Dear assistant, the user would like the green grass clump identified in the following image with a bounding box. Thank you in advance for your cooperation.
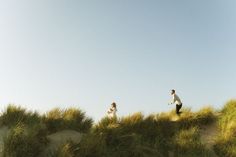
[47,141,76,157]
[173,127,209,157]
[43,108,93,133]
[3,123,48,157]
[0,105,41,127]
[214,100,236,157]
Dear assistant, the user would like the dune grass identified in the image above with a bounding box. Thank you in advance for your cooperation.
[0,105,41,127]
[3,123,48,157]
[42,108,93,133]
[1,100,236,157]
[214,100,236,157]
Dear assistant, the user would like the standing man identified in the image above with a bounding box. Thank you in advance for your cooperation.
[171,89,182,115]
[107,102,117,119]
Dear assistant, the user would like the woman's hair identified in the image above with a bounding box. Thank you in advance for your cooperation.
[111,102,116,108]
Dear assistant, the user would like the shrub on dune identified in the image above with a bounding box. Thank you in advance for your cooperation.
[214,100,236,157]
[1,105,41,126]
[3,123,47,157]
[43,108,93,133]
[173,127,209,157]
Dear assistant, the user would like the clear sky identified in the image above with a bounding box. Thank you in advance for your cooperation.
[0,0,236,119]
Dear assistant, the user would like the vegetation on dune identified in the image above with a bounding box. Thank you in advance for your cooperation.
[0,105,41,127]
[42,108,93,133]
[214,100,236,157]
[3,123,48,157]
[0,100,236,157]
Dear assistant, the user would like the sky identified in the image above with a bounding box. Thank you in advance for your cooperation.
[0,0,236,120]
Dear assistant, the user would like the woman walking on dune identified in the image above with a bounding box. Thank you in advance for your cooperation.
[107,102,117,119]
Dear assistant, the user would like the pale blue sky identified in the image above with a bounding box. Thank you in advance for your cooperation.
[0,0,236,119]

- - -

**DO THIS**.
Quote every one of the lines above word for word, omitting the picture from your answer.

**TASK ANSWER**.
Dear assistant, the user would like the green grass clump identified in the following image with a bounding box. Thank you in advance for your cooperation.
[47,141,76,157]
[173,127,209,157]
[43,108,93,133]
[3,123,48,157]
[0,105,41,127]
[214,100,236,157]
Dear assistant, the user would like the dune grass identified in the image above with a bounding box. Thank you in advance for your cooperation.
[0,105,41,127]
[3,123,48,157]
[42,108,93,133]
[1,100,236,157]
[214,100,236,157]
Dear assistant, the user would like the standing man identified in the image above with a bounding box. Thank you in advance for your cooperation.
[171,89,182,115]
[107,102,117,119]
Dear assistant, the user would like the woman's hair identified in the image above with a bounding box. Thank you in advance for your cooperation.
[111,102,116,108]
Dear assistant, the user would like the shrub on dune identified in the image above with a bounding box. Thank you in advance for your cooperation.
[214,100,236,157]
[1,105,41,126]
[3,123,47,157]
[43,108,93,133]
[173,127,209,157]
Dear assistant, the user would like the clear sky identified in the image above with a bounding box. Thank you in advance for your cooperation.
[0,0,236,119]
Dear assistant, the user would like the vegetation on dune identified in the image above with a bounding box. Thank you in advance for your cooperation.
[0,105,41,127]
[42,108,93,133]
[214,100,236,157]
[3,123,48,157]
[0,100,236,157]
Dear assistant, the user would like the sky identified in the image above with a bounding box. Thank you in advance for your cooperation.
[0,0,236,120]
Dear assistant, the user would like the woman walking on dune identified in the image above with a bounding box. Thank you in advance for your cooperation.
[107,102,117,119]
Dear assistant, the user would like the pale blue sky identified in the image above with a bounding box. Thank you in advance for your cooperation.
[0,0,236,119]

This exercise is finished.